(Stored items from a collection)
------------------------------------------------------------

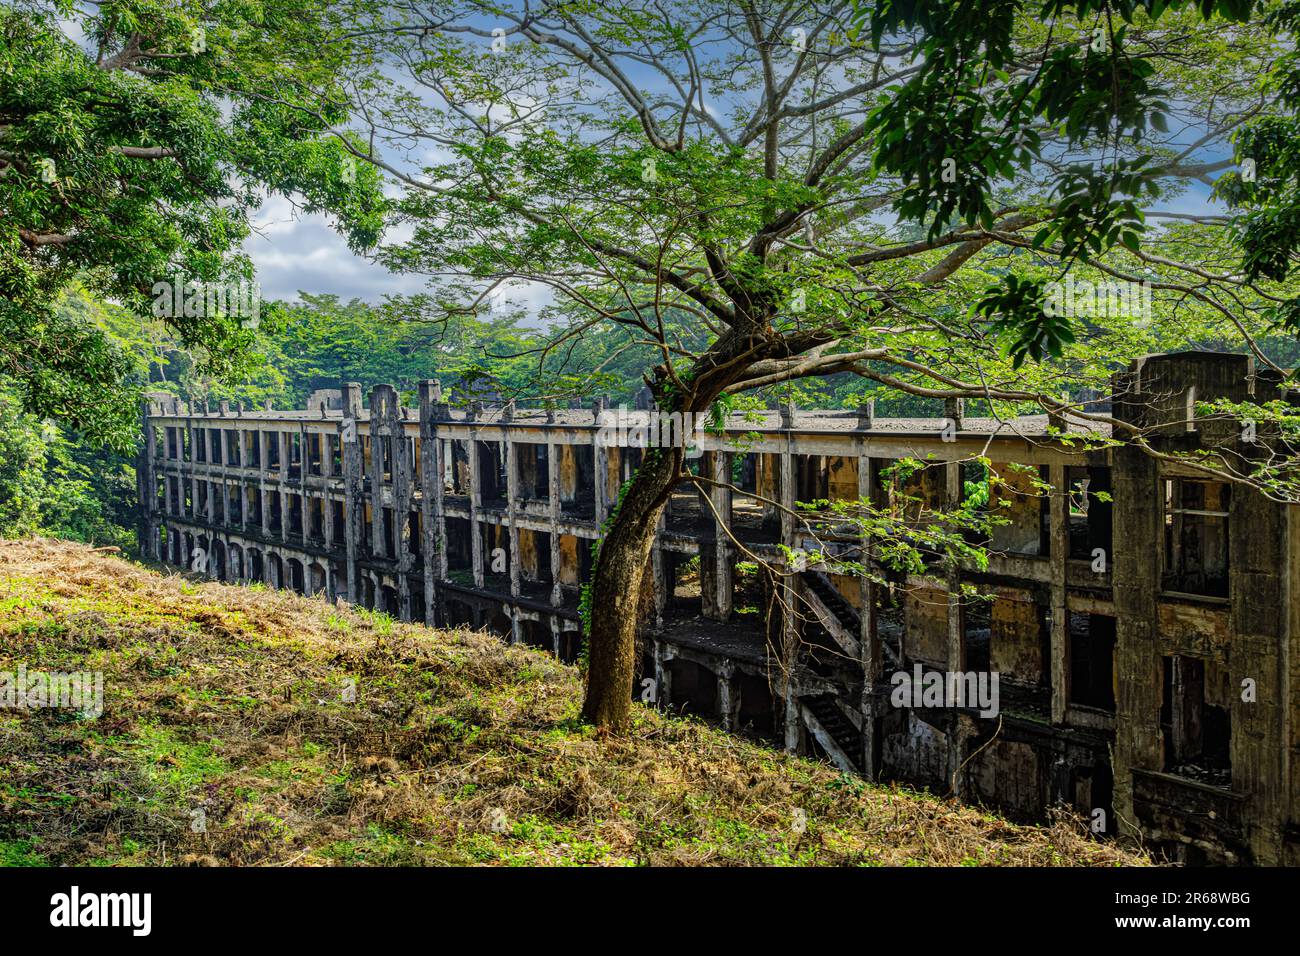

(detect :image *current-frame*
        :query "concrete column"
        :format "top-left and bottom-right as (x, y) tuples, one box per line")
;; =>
(504, 435), (524, 643)
(859, 453), (882, 778)
(712, 452), (733, 624)
(779, 440), (801, 754)
(651, 537), (667, 628)
(276, 430), (291, 544)
(137, 401), (160, 559)
(278, 430), (290, 475)
(783, 685), (802, 753)
(468, 438), (485, 589)
(186, 417), (198, 520)
(547, 441), (562, 606)
(419, 381), (445, 626)
(717, 661), (739, 732)
(944, 459), (967, 795)
(592, 398), (609, 525)
(256, 431), (269, 538)
(1049, 462), (1069, 725)
(505, 437), (521, 598)
(190, 454), (200, 522)
(653, 639), (672, 709)
(323, 489), (334, 552)
(386, 393), (415, 621)
(368, 414), (386, 560)
(342, 384), (364, 603)
(944, 396), (965, 431)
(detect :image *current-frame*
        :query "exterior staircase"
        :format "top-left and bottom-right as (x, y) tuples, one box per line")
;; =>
(801, 693), (863, 773)
(799, 569), (900, 669)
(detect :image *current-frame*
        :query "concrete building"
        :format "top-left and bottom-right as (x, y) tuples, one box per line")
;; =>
(137, 352), (1300, 864)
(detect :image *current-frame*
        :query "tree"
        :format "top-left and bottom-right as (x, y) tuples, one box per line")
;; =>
(307, 0), (1296, 730)
(0, 0), (387, 447)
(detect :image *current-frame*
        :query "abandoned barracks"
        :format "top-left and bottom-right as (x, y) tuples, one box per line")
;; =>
(137, 351), (1300, 865)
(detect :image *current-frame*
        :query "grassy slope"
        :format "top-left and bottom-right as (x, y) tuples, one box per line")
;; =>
(0, 539), (1146, 867)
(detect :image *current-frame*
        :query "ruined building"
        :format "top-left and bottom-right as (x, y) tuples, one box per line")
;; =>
(138, 351), (1300, 865)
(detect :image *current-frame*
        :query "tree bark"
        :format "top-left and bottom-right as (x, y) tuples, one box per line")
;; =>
(580, 444), (681, 731)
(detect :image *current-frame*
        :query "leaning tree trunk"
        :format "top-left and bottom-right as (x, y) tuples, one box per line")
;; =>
(580, 444), (681, 732)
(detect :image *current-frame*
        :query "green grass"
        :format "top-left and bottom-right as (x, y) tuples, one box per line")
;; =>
(0, 538), (1150, 867)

------------------------------------------------------------

Within the entries, find all lines that contain "query" and copy each one.

ANSWER TO THIS TASK →
        :query "concrete column"
        :query "exterior staircase"
        :query "concrete building"
        :query "tree"
        :query "abandoned barracks"
        :query "grassy slope"
        :query "ruined building"
        :query "tree bark"
        :query "leaning tree trunk"
        :query "green grass"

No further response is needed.